┌──

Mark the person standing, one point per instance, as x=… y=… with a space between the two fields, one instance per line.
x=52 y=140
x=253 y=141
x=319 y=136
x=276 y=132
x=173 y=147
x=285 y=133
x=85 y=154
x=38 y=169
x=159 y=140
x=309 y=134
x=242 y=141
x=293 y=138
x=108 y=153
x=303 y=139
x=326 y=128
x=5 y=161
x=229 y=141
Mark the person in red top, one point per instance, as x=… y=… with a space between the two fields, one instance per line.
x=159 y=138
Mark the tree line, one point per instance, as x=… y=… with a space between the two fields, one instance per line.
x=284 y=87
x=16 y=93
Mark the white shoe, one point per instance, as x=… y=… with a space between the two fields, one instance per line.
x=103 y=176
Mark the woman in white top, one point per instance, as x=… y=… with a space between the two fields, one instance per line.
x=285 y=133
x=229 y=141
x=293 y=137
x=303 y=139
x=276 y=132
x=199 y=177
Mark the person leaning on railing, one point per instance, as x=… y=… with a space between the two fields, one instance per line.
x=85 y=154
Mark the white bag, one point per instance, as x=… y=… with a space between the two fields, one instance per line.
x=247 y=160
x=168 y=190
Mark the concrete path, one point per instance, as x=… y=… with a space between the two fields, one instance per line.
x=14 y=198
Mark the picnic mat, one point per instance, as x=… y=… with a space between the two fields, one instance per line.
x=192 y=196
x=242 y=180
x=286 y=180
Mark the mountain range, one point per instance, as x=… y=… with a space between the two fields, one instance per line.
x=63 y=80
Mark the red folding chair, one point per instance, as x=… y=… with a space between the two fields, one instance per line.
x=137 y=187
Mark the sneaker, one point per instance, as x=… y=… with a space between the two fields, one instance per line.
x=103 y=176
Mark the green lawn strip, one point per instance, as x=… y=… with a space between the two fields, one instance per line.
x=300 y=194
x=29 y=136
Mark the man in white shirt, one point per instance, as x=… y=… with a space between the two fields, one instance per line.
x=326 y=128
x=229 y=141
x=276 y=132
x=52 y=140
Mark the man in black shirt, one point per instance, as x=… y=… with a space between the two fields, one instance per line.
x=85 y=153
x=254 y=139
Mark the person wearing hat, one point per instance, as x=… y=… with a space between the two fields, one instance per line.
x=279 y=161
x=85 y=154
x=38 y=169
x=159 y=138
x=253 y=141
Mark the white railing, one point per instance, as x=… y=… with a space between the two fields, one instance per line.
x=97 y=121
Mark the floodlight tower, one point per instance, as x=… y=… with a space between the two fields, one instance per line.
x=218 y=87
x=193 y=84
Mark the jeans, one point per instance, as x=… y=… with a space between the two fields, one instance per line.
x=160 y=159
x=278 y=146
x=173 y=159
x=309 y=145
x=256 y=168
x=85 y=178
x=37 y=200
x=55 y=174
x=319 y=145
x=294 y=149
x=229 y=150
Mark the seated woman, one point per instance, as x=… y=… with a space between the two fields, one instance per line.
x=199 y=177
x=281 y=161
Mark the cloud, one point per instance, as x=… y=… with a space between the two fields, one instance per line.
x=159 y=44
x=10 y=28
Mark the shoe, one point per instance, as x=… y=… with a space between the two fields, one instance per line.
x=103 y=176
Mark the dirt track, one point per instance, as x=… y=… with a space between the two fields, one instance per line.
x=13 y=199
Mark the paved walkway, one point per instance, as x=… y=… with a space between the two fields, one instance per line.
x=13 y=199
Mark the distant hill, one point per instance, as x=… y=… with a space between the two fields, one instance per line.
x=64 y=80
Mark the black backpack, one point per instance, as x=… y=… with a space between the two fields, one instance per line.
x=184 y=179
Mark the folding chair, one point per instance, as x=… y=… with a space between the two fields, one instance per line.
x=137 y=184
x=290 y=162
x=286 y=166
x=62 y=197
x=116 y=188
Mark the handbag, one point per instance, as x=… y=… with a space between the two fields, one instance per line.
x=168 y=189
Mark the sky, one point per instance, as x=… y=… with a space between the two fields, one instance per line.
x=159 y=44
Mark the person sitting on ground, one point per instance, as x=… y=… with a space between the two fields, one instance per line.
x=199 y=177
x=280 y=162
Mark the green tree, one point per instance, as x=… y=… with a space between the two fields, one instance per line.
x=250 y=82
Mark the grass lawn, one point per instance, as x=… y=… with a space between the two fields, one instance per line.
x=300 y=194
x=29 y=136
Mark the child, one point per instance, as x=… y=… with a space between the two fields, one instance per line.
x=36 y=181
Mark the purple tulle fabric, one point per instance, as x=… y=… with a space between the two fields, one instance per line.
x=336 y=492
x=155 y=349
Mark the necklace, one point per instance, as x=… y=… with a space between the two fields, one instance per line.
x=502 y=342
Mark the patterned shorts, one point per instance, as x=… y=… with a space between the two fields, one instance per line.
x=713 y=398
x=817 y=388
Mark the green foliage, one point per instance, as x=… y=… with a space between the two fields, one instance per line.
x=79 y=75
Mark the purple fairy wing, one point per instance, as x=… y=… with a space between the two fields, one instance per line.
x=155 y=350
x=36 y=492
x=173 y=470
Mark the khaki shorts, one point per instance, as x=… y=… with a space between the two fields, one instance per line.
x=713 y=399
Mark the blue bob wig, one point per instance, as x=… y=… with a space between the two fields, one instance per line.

└──

TASK STATEMENT: Can you convert all of the data above into a numbered list with one line per item, leaving out any blank lines?

RESULT OF THE EXERCISE:
1. Mark the person standing, one point per instance, as x=… y=… with a space between the two fields, one instance per line.
2. x=52 y=140
3. x=253 y=141
4. x=319 y=136
5. x=276 y=132
6. x=173 y=147
7. x=285 y=133
8. x=85 y=154
9. x=38 y=169
10. x=159 y=140
11. x=309 y=134
12. x=242 y=141
13. x=293 y=138
14. x=108 y=153
15. x=303 y=139
16. x=326 y=128
17. x=5 y=161
18. x=229 y=141
19. Mark the person in red top, one point per instance, as x=… y=… with a space between the two fields, one instance per line.
20. x=159 y=138
21. Mark the tree line, one point per instance, as x=… y=… with a space between the two fields, one instance per line.
22. x=284 y=87
23. x=16 y=93
24. Mark the white shoe, one point per instance, as x=… y=… with a space between the two fields, one instance per line.
25. x=103 y=176
26. Mark the woman in white top, one point per instance, as x=… y=… with a space between the two fields, one instance per line.
27. x=285 y=133
28. x=229 y=141
29. x=293 y=137
30. x=303 y=139
31. x=276 y=132
32. x=199 y=177
33. Mark the person leaning on railing, one point per instance, as x=… y=… with a space between the two fields, one instance per line.
34. x=85 y=154
35. Mark the white bag, one point per instance, as x=… y=… with a space between the two fields, one instance per line.
36. x=247 y=160
37. x=168 y=190
38. Mark the concrete path, one point per instance, as x=… y=… with a space between the two fields, one instance per line.
39. x=14 y=198
40. Mark the picnic mat, one point per instance, as x=… y=… with a space between the two fields, one instance per line.
41. x=192 y=196
42. x=242 y=180
43. x=286 y=180
44. Mark the mountain range, one point per instance, as x=… y=… with a space between the two fields, one instance per line.
45. x=63 y=80
46. Mark the red folding chair, one point per instance, as x=… y=… with a space between the two fields, one instance per line.
47. x=137 y=187
48. Mark the sneaker, one point per instance, as x=… y=… with a space between the two fields, one instance per line.
49. x=103 y=176
50. Mark the green lawn strip, one point per instance, as x=… y=… with a space between the two fields, one instance per line.
51. x=300 y=194
52. x=29 y=136
53. Mark the man in white shirt, one point per instance, as x=… y=… with a space between the two fields, one instance per line.
54. x=326 y=128
55. x=229 y=141
56. x=276 y=132
57. x=52 y=140
58. Mark the man in black shirt, one point per instance, as x=… y=… with a space between the two fields, one instance per line.
59. x=85 y=153
60. x=254 y=139
61. Mark the person wearing hat, one point per instance, as x=… y=… with a space between the two fields, one instance per line.
62. x=279 y=161
63. x=85 y=154
64. x=38 y=169
65. x=159 y=138
66. x=253 y=141
67. Mark the white railing, one point per instance, as x=… y=… with a space between the two fields, one instance per line.
68. x=97 y=121
69. Mark the floodlight tower, one point per instance, as x=… y=… with a space between the two fields, one instance per line.
70. x=218 y=87
71. x=193 y=84
72. Mark the jeans, one point per instance, as x=… y=… with a space between the two fields, one instance per line.
73. x=160 y=159
74. x=278 y=146
75. x=173 y=159
76. x=309 y=145
77. x=256 y=168
78. x=85 y=178
79. x=37 y=200
80. x=55 y=174
81. x=319 y=145
82. x=294 y=149
83. x=229 y=150
84. Mark the seated woman, one point per instance, as x=… y=… with a space between the two fields, one instance per line.
85. x=199 y=177
86. x=281 y=161
87. Mark the cloud, one point per instance, as x=… y=… with a space between the two fields, one instance per line.
88. x=159 y=44
89. x=10 y=28
90. Mark the shoe, one point per instance, as x=… y=… with a space between the two fields, one instance per line.
91. x=103 y=176
92. Mark the dirt track, one point per instance, as x=… y=… with a space between the two fields, one instance per line.
93. x=13 y=199
94. Mark the paved walkway, one point per instance, as x=… y=… with a space between the two fields, one instance per line.
95. x=13 y=199
96. Mark the distant hill, one point per instance, as x=… y=… with a space between the two fields, one instance per line.
97. x=64 y=80
98. Mark the black backpack, one point per instance, as x=… y=… with a space between the two fields, one instance per line.
99. x=184 y=179
100. Mark the folding chair, one point per instance, as x=… y=… with a space between the two fields, one instance per line.
101. x=137 y=184
102. x=290 y=162
103. x=286 y=166
104. x=62 y=197
105. x=116 y=188
106. Mark the handbag, one point per instance, as x=… y=… with a space between the two fields, one instance per line.
107. x=168 y=189
108. Mark the sky, one point per instance, as x=… y=… with a space between the two fields, one instance per line.
109. x=159 y=44
110. Mark the person sitting on ground, one point per instance, as x=… y=… with a space between the two fields, one instance per line.
111. x=199 y=177
112. x=280 y=162
113. Mark the green tree, one point per instance, as x=… y=… with a space between the two fields, one instance per line.
114. x=250 y=82
115. Mark the grass lawn, one point per instance, as x=… y=… with a space between the two fields, one instance per line.
116. x=300 y=194
117. x=29 y=136
118. Mark the child, one point per instance, as x=… y=… with a space between the two fields, one instance per line.
119. x=36 y=181
120. Mark the purple tulle fabric, one point per instance, as x=… y=… with a space between the two fields, one instance per line.
121. x=336 y=492
122. x=155 y=349
123. Mark the necklace, one point per instance, as x=… y=… with a space between the two fields, one instance per line.
124. x=502 y=342
125. Mark the patterned shorts, one point per instance, as x=… y=… with a space between the two fields, one instance per line.
126. x=713 y=398
127. x=817 y=388
128. Mark the green foliage, one point per instance, as x=… y=… with a space between the two fields, one instance per line.
129. x=79 y=75
130. Mark the purple fairy wing, one point per instance, as x=… y=… with a space between the two fields, one instance per line.
131. x=155 y=350
132. x=36 y=492
133. x=173 y=470
134. Mark the khaki shorts, one point per instance, as x=… y=… with a space between the two fields, one instance per line.
135. x=713 y=399
136. Mark the blue bob wig, one point per instance, as x=… y=… with a space between the two fields, one instance per line.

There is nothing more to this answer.